## Entries supplied

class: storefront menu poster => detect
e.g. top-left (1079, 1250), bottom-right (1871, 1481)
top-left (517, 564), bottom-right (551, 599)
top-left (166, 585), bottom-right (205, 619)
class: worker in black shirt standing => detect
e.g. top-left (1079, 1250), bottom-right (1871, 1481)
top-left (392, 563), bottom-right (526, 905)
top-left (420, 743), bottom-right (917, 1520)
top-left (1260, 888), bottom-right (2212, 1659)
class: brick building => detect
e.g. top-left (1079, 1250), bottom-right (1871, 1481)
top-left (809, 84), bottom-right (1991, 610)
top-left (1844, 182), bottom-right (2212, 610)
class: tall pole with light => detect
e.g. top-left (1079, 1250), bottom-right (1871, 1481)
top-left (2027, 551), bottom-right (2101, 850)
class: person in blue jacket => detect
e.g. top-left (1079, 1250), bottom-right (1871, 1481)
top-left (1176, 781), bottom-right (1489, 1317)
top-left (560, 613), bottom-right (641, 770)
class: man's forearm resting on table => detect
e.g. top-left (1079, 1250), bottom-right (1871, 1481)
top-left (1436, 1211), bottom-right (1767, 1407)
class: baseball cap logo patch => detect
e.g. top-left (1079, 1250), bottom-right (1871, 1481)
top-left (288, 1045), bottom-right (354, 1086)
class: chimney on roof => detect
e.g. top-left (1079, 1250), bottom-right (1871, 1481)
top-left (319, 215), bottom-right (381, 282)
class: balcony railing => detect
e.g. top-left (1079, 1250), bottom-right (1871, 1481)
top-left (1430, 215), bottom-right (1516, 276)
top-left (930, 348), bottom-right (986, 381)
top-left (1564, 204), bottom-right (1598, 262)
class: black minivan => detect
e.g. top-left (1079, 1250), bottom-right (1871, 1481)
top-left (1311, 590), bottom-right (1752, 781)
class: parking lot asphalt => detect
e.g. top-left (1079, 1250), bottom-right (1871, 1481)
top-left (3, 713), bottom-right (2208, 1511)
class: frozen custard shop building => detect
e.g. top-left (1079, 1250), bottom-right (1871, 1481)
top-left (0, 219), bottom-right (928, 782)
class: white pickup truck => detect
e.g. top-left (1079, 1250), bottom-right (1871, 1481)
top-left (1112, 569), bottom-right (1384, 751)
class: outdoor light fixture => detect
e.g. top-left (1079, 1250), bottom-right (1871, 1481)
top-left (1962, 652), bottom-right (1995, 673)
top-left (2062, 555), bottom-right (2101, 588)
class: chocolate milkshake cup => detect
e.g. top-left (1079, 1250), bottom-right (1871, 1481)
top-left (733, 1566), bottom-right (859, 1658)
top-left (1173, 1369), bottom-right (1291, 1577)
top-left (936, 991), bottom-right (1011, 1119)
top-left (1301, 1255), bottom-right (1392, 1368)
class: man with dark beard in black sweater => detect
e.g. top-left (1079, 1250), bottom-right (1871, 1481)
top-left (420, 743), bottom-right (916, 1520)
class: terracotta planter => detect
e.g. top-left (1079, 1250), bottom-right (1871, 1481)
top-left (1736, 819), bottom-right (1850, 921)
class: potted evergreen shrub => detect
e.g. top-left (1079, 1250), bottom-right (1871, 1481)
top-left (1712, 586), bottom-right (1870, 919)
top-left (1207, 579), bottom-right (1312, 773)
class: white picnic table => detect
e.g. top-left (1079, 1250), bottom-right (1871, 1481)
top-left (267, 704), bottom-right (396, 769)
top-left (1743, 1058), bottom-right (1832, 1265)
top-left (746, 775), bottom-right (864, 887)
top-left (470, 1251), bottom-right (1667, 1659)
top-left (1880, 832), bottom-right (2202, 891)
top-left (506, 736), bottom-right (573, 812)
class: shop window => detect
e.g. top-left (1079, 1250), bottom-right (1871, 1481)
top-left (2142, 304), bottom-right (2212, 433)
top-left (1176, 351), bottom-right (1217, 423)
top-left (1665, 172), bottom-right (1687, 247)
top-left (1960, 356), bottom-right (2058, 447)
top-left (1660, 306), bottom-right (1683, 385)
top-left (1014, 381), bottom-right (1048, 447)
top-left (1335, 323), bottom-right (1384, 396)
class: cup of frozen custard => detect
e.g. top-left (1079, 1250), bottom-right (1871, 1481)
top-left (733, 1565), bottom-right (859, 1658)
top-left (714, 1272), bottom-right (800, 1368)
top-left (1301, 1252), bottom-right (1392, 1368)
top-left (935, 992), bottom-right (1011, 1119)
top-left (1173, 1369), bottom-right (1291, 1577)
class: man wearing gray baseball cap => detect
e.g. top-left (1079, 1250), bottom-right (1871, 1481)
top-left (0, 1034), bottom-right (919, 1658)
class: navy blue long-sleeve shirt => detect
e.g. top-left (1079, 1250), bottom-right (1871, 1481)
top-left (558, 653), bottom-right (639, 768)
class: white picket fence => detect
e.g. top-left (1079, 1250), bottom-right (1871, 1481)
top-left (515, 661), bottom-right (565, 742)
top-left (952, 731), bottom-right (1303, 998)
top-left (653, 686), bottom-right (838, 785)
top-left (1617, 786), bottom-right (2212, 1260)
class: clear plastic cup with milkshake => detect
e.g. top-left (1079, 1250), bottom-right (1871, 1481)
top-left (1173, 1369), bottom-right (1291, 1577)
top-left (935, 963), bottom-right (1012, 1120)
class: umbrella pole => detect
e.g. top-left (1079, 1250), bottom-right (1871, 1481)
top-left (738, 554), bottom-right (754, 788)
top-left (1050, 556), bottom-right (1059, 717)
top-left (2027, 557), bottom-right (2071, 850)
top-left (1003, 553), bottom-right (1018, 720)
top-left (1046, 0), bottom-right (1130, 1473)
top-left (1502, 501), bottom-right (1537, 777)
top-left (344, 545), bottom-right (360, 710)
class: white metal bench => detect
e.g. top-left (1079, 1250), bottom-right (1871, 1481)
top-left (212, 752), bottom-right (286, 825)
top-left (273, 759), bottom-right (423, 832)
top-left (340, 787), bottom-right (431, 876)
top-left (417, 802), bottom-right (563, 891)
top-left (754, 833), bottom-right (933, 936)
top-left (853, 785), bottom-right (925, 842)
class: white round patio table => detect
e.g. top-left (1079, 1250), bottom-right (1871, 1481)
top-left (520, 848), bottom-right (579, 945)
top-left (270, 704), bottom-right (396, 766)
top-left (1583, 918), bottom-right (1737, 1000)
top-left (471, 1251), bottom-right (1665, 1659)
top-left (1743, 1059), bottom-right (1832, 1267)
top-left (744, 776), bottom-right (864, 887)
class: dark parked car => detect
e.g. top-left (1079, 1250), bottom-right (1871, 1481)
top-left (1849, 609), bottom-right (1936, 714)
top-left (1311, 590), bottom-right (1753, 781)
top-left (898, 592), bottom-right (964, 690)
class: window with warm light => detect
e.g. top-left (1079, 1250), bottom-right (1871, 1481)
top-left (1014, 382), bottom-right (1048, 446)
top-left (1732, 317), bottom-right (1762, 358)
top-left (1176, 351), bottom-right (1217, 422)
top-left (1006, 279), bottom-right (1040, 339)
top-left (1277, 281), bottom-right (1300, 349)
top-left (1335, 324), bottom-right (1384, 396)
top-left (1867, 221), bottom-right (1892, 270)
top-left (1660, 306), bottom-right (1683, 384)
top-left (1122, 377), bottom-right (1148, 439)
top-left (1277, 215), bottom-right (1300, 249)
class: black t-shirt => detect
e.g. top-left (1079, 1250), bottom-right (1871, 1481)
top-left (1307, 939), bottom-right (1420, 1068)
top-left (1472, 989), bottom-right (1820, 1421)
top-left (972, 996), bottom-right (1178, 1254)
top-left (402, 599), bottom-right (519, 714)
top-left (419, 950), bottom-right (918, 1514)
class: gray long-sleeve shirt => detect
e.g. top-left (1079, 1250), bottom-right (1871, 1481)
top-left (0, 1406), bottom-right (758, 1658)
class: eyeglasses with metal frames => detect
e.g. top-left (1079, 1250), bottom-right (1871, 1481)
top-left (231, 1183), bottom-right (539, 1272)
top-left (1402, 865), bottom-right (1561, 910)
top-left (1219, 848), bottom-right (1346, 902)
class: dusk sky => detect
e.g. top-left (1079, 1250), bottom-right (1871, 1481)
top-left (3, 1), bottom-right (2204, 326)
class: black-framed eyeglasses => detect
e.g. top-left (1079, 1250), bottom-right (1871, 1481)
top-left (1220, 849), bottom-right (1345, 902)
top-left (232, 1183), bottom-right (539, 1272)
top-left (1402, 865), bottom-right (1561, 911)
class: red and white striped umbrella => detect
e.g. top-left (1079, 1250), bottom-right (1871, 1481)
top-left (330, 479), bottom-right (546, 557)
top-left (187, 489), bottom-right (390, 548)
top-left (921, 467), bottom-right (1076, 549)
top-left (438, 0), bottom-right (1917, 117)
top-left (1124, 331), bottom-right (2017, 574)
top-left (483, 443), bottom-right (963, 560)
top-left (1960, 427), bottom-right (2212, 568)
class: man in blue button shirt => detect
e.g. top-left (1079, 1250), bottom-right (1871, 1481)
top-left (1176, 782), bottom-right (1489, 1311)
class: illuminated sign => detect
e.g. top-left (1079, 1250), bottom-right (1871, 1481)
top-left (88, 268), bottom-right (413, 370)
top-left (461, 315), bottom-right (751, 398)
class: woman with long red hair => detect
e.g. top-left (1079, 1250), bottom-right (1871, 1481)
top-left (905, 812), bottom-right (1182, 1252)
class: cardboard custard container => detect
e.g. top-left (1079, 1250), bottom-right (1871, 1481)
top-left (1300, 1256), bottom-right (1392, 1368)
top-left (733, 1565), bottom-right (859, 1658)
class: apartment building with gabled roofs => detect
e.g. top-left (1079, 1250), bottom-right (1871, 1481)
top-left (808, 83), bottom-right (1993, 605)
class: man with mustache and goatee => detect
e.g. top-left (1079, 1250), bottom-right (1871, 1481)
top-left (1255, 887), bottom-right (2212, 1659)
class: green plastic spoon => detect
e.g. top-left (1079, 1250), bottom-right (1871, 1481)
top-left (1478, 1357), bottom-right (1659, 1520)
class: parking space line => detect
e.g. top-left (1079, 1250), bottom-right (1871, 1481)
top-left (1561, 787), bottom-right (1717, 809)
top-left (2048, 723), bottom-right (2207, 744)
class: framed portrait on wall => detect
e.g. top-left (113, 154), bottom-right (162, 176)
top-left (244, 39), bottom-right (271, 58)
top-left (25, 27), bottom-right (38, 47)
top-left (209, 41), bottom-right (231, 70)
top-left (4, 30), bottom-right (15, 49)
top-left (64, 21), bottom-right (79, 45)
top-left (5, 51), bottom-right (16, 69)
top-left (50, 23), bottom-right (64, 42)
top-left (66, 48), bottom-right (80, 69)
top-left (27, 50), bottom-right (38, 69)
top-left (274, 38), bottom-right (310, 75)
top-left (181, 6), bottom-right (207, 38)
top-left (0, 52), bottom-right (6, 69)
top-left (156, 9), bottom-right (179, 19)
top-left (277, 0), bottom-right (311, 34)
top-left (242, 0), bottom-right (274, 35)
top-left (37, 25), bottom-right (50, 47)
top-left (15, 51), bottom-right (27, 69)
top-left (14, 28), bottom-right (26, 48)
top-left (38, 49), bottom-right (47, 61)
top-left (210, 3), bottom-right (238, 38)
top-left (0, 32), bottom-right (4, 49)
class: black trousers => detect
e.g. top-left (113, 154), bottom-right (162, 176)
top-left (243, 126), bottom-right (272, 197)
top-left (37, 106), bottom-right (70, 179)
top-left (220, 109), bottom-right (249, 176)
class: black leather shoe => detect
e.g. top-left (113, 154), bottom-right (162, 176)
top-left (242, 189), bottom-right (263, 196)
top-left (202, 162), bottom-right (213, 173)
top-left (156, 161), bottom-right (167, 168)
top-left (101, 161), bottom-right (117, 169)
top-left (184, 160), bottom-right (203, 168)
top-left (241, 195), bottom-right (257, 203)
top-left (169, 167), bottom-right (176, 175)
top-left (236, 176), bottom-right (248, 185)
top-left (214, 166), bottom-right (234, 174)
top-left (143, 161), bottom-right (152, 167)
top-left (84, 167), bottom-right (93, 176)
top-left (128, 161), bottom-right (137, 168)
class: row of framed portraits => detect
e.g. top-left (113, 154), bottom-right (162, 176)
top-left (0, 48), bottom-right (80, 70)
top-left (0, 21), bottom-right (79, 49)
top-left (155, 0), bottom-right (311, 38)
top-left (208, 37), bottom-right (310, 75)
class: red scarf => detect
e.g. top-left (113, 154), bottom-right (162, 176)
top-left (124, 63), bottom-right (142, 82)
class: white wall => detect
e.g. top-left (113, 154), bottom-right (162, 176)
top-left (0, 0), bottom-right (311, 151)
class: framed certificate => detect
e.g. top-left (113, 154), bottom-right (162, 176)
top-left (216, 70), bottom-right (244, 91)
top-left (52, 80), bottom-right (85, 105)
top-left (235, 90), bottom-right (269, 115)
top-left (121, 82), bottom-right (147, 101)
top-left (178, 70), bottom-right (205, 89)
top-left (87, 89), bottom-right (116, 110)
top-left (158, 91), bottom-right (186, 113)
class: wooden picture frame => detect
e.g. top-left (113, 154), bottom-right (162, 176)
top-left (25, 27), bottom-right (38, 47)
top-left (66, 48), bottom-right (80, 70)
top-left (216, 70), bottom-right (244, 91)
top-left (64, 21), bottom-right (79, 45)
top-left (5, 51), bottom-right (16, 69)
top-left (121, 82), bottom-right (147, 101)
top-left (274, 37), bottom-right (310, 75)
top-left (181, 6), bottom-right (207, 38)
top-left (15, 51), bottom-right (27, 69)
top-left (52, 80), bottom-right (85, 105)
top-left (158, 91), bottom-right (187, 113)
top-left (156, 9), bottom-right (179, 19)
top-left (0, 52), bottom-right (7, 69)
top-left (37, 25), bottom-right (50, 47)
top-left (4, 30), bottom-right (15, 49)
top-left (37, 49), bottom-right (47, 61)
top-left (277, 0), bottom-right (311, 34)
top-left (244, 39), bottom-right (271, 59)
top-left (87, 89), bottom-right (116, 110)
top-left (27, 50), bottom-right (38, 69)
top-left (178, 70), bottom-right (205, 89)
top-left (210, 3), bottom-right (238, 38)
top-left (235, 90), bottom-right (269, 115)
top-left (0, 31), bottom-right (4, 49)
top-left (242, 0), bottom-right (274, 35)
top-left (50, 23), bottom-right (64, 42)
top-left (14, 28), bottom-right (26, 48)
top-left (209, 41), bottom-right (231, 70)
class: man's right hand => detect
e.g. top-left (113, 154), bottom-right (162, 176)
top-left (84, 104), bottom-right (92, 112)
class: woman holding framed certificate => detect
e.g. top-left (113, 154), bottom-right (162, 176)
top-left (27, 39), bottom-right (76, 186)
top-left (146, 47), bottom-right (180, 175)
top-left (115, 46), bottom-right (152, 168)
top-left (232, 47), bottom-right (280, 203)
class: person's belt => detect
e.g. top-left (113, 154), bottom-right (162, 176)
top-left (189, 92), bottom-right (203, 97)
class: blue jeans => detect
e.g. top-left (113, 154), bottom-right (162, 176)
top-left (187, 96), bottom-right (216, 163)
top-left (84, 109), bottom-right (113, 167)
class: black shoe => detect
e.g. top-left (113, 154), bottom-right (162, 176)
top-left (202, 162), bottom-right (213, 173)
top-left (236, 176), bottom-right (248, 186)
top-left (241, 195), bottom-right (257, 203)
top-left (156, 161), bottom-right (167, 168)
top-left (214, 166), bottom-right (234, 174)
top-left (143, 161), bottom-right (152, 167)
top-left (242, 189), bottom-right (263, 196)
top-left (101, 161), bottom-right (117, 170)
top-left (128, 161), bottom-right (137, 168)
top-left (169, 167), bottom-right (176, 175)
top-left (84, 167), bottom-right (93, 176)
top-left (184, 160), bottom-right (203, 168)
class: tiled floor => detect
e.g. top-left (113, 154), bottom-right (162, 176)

## Work task
Your task is to list each line of the records with the word "umbrella".

## Final answer
class: umbrella pole => detect
class: red and white striped umbrella => detect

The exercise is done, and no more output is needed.